> **DOCUMENT PASSAGE**
<<<<

Jan. put chill on construction permits


March 09, 1994|By Timothy J. Mullaney | Timothy J. Mullaney,Sun Staff Writer

People who think the cold weather in January messed with their work, take heart: The cold hit the construction business even harder.

The value of building permits for nonresidential construction fell 61 percent in January, compared to the relatively strong performance (by 1990s standards) in January 1993, according to a report by the Baltimore Metropolitan Council.

Permits for additions and renovations to existing commercial buildings fell 18.2 percent.

"I assumed it [affected permits] in the same way it slowed business generally," council economist Josef Nathanson said. State officials said last week that the cold, snow and ice also affected manufacturing businesses sufficiently to help boost the state's unemployment rate in January.

Despite the weather, permits for single-family homes fell only 3 percent. "The fact that the comparable for last year was only


&TC percent higher may be an encouraging sign," Mr. Nathanson said.

>>>>

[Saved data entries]
<<<<

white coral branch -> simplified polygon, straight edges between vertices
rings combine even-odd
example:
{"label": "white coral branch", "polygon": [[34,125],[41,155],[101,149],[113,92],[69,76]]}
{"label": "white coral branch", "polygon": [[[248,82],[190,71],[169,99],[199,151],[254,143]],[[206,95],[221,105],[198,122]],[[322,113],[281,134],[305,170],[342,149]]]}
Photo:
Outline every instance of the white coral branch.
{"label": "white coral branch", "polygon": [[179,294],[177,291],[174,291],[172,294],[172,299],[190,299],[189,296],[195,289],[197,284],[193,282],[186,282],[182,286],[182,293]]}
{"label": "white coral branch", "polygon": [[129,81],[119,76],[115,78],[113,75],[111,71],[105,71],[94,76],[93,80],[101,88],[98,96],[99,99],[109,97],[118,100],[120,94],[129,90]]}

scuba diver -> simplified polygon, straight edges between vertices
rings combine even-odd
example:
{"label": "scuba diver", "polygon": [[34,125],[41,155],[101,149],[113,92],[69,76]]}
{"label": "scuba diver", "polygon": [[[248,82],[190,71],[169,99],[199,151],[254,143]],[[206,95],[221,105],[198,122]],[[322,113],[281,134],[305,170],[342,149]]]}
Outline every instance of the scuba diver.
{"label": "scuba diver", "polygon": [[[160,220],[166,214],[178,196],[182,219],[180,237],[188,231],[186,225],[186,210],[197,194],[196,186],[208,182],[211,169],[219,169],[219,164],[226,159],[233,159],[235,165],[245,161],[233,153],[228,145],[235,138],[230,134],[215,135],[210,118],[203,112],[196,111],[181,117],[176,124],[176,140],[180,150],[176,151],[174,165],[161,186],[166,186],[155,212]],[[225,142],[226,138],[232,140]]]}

>>>>

> **PROMPT**
In the article on January construction permits, by what percentage did the value of nonresidential building permits fall in January?

> **SOLVED PROBLEM**
The value fell 61 percent compared to January 1993.